▸ Estratto della fonte

════════════════════

Proprio l’insegnante di Amira, che ha così a cuore la sua felicità al punto da comportarsi “come un padre” (come osserva con sospetto lei stessa durante la fase di ricerca delle sue origini) avanza l’idea secondo cui non sia importante l’origine genetica quanto quella pratico-educativa portata avanti soltanto da “chi ti ha cresciuta”. Amira obietta sostenendo di essere stata cresciuta da molte persone ritenendo in questo modo di mettere sotto scacco l’insegnante sull’urgenza di individuarne una che possa essere designata come sua causa primaria, ma questo non fa che radicalizzare la posizione dell’insegnante che arriva a sostenere che sia proprio questa plurivocità di influenze a rendere la ricerca di un’origine unitaria inattuabile, dunque inutile.
Nonostante ciò l’unica soluzione immaginata da Amira per riabilitarsi agli occhi della sua famiglia ed essere in qualche modo intimamente riammessa in seno al suo popolo è quella di compiere un gesto ancor più forte di quello che l’aveva messa al mondo: trovare ed uccidere il secondino israeliano che diciassette anni prima aveva scambiato i campioni. La facilità con cui prende questa decisione è dettata dall’amore disperato che nutre nei confronti di coloro che gli sono vicini ma non hanno perso (com’è invece accaduto a lei) il loro posto nel mondo, ma anche dal percepire quell’uomo dal volto sconosciuto come l’emblema dell’occupazione israeliana: un’entità esterna che ha invaso la sua famiglia destituendone l’integrità palestinese. La figura del secondino funge per Amira da involucro vuoto nel quale riversare le sue fantasie d’odio dentro cui è inevitabilmente cresciuta. Un uomo senza forma che acquisisce quella del nemico perfettamente funzionale alla sua necessità di divenire lei stessa quell’eroe che suo padre è stato e da cui non può più attingere per legittima estensione genetica.

════════════════════

▸ Dati da esaminare
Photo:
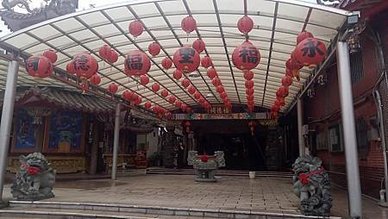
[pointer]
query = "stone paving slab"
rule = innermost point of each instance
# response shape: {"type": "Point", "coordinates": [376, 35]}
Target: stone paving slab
{"type": "Point", "coordinates": [230, 193]}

════════════════════

▸ Cosa fare 1
Riporta dal brano su Amira il passo che comincia con "Proprio l’insegnante di" e va avanti fino a "inattuabile, dunque inutile.".
▸ Cosa fare 2
Secondo il brano su Amira, queste affermazioni sono vere o false? Rispondi sì o no a ciascuna e cita le parole del brano che lo dimostrano.
(a) L'insegnante di Amira pensa che conti di più l'origine genetica.
(b) Il secondino aveva scambiato i campioni diciassette anni prima.
(c) Amira conosce il volto del secondino.
▸ Cosa fare 3
Prosegui il brano su Amira dal punto in cui finisce.

▸ Risposta 1
Proprio l’insegnante di Amira, che ha così a cuore la sua felicità al punto da comportarsi “come un padre” (come osserva con sospetto lei stessa durante la fase di ricerca delle sue origini) avanza l’idea secondo cui non sia importante l’origine genetica quanto quella pratico-educativa portata avanti soltanto da “chi ti ha cresciuta”. Amira obietta sostenendo di essere stata cresciuta da molte persone ritenendo in questo modo di mettere sotto scacco l’insegnante sull’urgenza di individuarne una che possa essere designata come sua causa primaria, ma questo non fa che radicalizzare la posizione dell’insegnante che arriva a sostenere che sia proprio questa plurivocità di influenze a rendere la ricerca di un’origine unitaria inattuabile, dunque inutile.

▸ Risposta 2
(a) No: «non sia importante l’origine genetica quanto quella pratico-educativa portata avanti soltanto da “chi ti ha cresciuta”».
(b) Sì: «il secondino israeliano che diciassette anni prima aveva scambiato i campioni».
(c) No: «quell’uomo dal volto sconosciuto».

▸ Risposta 3
È proprio quando questo involucro vuoto si riempie improvvisamente di una persona reale con la sua vita privata, una moglie, una figlia piccola, un insieme di buffi dettagli quotidiani pieni di commovente umanità che Amira non riesce più a farlo coincidere con l’immagine disumanizzata che aveva costruito per lui decidendo dunque di desistere dai suoi propositi di vendetta e di tornare indietro: questa decisione presa proprio sul confine militarizzato le costerà la vita per mano di militari israeliani. Questa sorta di “atto sacrificale” dettato da una certa forma di misericordia (non mancano analogie all’interno dell’intera pellicola, come risulta evidente, con la figura stessa di Cristo) sarà paradossalmente proprio quell’azione rivoluzionaria che le permetterà, suo malgrado, di essere riaccolta soltanto da defunta in maniera emblematicamente trionfale: non a caso il significato etimologico del nome “Amira” in arabo è “Regina”.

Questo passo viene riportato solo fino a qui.